= External debt of Haiti =

Money owed from Haiti to other countries and international institutions to repay loans

Sticker in Port-au-Prince demanding repayment from the French government

The external debt of Haiti (French: Dette Extérieure d'Haïti) is a notable and controversial national debt which mostly stems from an outstanding 1825 compensation to former slavers of the French colonial empire and later 20th century corruptions.

The French Revolutionary and Napoleonic Wars in Europe allowed rebel Haitian slaves to overpower French colonial rule and gain independence in the 1791–1804 Haitian Revolution. The restored French monarchy, supported by European monarchies, sent the 1825 French expedition to Haiti to demand, with military menace, massive compensations: Haiti had to repay the French government and former slaveholders $1 French francs (more than $560 million in current U.S. dollars) for the loss of massively profitable slave-plantation assets and revenues. This price for independence was financed by French banks and the American Citibank, and finally paid off in 1947.

Later, the corrupt Duvalier dynasty added to the country's debts. The Duvaliers are believed to have used the money to expand their power and for their personal enrichment. In the early 21st century, and especially after the devastating 2010 Haiti earthquake, the World Bank and some other governments had planned to forgive the debt. Instead, remaining parts of Haiti's debt repayments were postponed. France forgave a more recent loan with a balance of US$77 million, but has refused to consider repaying the independence debt.

INSTRUCTION 1 —
Starting at the first line of the records and ending at the line containing "positive clicks: (308, 144)", write those lines out again, substituting "coarse mask" for "rough mask" and leaving everything else as it is. Omit the pictures.

PROVIDED RECORDS —
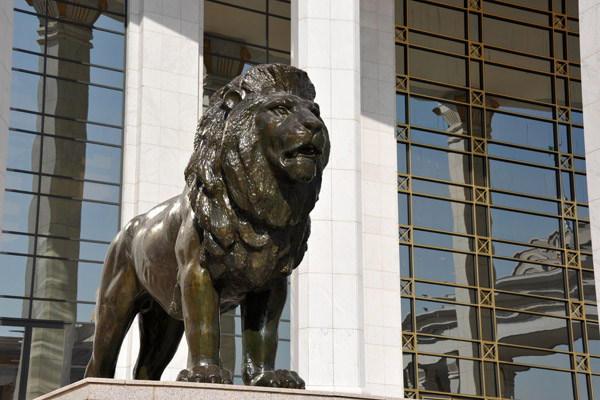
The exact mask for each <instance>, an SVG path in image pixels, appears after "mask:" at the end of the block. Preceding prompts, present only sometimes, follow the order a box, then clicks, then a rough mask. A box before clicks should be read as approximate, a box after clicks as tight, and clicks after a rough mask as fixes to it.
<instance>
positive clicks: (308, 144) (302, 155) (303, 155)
mask: <svg viewBox="0 0 600 400" xmlns="http://www.w3.org/2000/svg"><path fill="white" fill-rule="evenodd" d="M321 154H322V152H321V151H320V150H319V149H318V148H317V146H315V145H313V144H310V143H309V144H305V145H304V146H300V147H298V148H297V149H294V150H291V151H288V152H286V153H285V158H298V157H301V158H310V159H316V158H317V157H320V156H321Z"/></svg>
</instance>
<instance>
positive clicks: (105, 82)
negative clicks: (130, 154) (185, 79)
mask: <svg viewBox="0 0 600 400" xmlns="http://www.w3.org/2000/svg"><path fill="white" fill-rule="evenodd" d="M14 5H15V8H16V9H15V11H14V25H13V27H14V31H13V49H12V59H13V65H12V67H13V71H12V77H13V78H12V83H11V96H10V97H11V104H10V107H11V112H10V118H9V126H10V128H11V131H10V134H9V147H10V151H9V153H8V154H9V157H8V159H7V189H6V192H5V203H4V205H5V207H4V211H3V212H4V215H3V226H2V228H3V230H4V232H3V235H2V247H1V250H2V253H1V254H0V269H2V273H3V274H4V276H5V277H7V280H6V282H10V283H11V285H10V286H7V285H2V284H0V296H6V295H12V296H18V298H14V299H6V298H2V297H0V303H2V304H1V305H0V309H2V315H0V319H2V318H4V317H14V318H17V319H19V318H23V319H26V320H28V321H26V324H25V326H26V327H25V328H23V327H22V328H23V331H24V332H25V336H26V337H27V340H24V343H29V344H30V347H29V348H28V349H27V353H28V354H29V358H26V359H25V358H23V357H19V356H17V357H16V360H18V361H17V362H16V363H15V365H12V366H5V365H4V364H3V365H2V366H1V368H2V371H1V373H2V375H3V376H5V373H6V372H9V375H10V374H12V375H15V376H23V377H26V382H27V386H26V387H25V386H23V387H21V386H20V385H19V383H18V382H16V383H15V382H14V381H13V382H12V383H10V382H9V383H7V384H6V385H4V386H3V388H2V394H1V395H0V397H2V398H4V397H5V396H8V397H7V398H13V396H14V398H21V397H22V398H35V397H38V396H41V395H43V394H46V393H47V392H49V391H50V390H53V389H56V388H58V387H60V386H62V385H64V384H67V383H71V382H74V381H76V380H79V379H81V378H82V377H83V371H84V369H85V365H86V364H87V361H88V360H89V356H90V352H91V339H90V337H91V336H92V334H93V324H92V323H90V322H91V320H92V318H93V316H92V314H93V309H94V301H95V291H96V288H97V286H98V283H99V277H100V271H101V265H102V259H103V258H104V253H105V252H106V247H107V245H108V241H109V240H110V239H111V238H112V237H113V236H114V234H115V233H116V231H117V227H118V214H119V206H118V203H119V197H120V193H119V192H120V188H119V186H120V183H121V182H120V179H121V178H120V176H121V149H120V146H121V144H122V123H123V121H122V115H123V88H124V59H125V54H124V49H125V38H124V32H125V15H124V12H125V9H124V6H125V4H124V2H122V1H115V0H108V1H104V2H102V5H100V6H99V5H98V3H97V2H96V3H94V2H81V1H80V2H75V3H73V2H66V1H65V2H61V1H50V2H47V3H44V2H41V3H40V2H37V3H36V2H33V3H32V2H27V1H24V0H17V1H15V4H14ZM34 6H35V7H34ZM47 9H50V11H51V12H50V14H51V15H50V16H48V17H46V15H44V13H45V12H46V10H47ZM90 121H93V122H90ZM94 122H95V123H94ZM26 132H29V133H26ZM90 142H97V143H90ZM98 143H104V144H109V145H110V146H106V145H102V144H98ZM90 180H95V181H96V182H90ZM103 182H104V183H103ZM107 183H108V184H107ZM83 199H86V200H83ZM10 231H14V232H15V233H10ZM17 233H22V234H17ZM82 238H83V239H86V238H87V239H90V240H91V241H85V240H83V241H82V240H81V239H82ZM16 254H23V256H18V255H16ZM32 297H34V298H35V300H31V298H32ZM40 320H44V321H46V322H40ZM48 321H58V322H52V324H53V326H49V325H48ZM65 321H66V322H77V321H80V322H85V323H76V324H75V323H73V324H72V323H68V324H66V325H65V324H64V322H65ZM4 322H5V321H4V320H2V321H0V324H3V323H4ZM52 324H50V325H52ZM38 325H39V326H38ZM0 335H1V336H2V340H1V341H2V343H6V339H7V337H9V336H10V335H9V334H8V333H6V332H5V331H2V332H1V333H0ZM4 350H5V348H4V347H3V349H2V351H4ZM4 355H5V354H2V356H3V357H4ZM5 367H6V368H5ZM11 368H13V369H14V371H12V372H10V371H11ZM12 375H10V376H12ZM9 381H10V380H9ZM9 386H10V387H9Z"/></svg>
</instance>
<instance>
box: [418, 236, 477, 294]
mask: <svg viewBox="0 0 600 400" xmlns="http://www.w3.org/2000/svg"><path fill="white" fill-rule="evenodd" d="M432 245H433V243H432ZM414 255H415V257H414V271H415V272H414V274H415V278H417V279H426V280H435V281H437V282H445V283H456V284H459V285H470V286H475V285H476V283H475V266H474V256H473V255H471V254H465V253H456V252H451V251H445V250H435V249H428V248H424V247H417V246H415V248H414Z"/></svg>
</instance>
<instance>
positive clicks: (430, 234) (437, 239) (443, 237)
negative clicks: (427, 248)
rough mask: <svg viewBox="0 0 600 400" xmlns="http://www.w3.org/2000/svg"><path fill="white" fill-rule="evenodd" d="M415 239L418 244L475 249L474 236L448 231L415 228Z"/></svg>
mask: <svg viewBox="0 0 600 400" xmlns="http://www.w3.org/2000/svg"><path fill="white" fill-rule="evenodd" d="M413 240H414V241H415V243H417V244H423V245H428V246H435V247H443V248H446V249H455V250H464V251H474V247H473V238H470V237H466V236H459V235H452V234H448V233H439V232H430V231H424V230H421V229H414V230H413Z"/></svg>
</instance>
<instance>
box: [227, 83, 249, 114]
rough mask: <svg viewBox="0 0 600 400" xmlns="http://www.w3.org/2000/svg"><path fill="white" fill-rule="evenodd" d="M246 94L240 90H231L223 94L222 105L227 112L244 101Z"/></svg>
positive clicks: (245, 92) (242, 91)
mask: <svg viewBox="0 0 600 400" xmlns="http://www.w3.org/2000/svg"><path fill="white" fill-rule="evenodd" d="M245 96H246V92H244V90H242V89H238V88H231V89H229V90H227V91H225V93H224V94H223V104H225V107H227V109H228V110H231V109H232V108H233V107H235V105H236V104H237V103H239V102H240V101H242V100H244V97H245Z"/></svg>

INSTRUCTION 2 —
Resume the article on Haiti's external debt after its final sentence and keep writing it.

EXERCISE ANSWER 1 —
The exact mask for each <instance>, an SVG path in image pixels, appears after "mask:" at the end of the block. Preceding prompts, present only sometimes, follow the order a box, then clicks, then a coarse mask. A box before clicks should be read as approximate, a box after clicks as tight, and clicks after a coarse mask as fixes to it.
<instance>
positive clicks: (308, 144) (302, 155) (303, 155)

EXERCISE ANSWER 2 —
These debts are denounced as the root of contemporary Haiti's poverty and a case of odious debt, debt forced upon a population with abusive force. In 2022, The New York Times published a dedicated investigative series on that matter.

== List of debt ==

===Independence debt===

Haiti was the richest and most productive European colony in the world going into the 1800s. Haiti's legacy of debt began shortly after a widespread slave revolt against the French, with Haitians gaining their independence from France in 1804. President of the United States Thomas Jefferson – fearing that slaves gaining their independence would spread to the United States – stopped sending aid that began under his predecessor John Adams and pursued international isolation of Haiti during his tenure. France had also pursued a policy that prevented Haiti from participating in trade in the Atlantic. This isolation on the international stage made Haiti desperate for economic relief.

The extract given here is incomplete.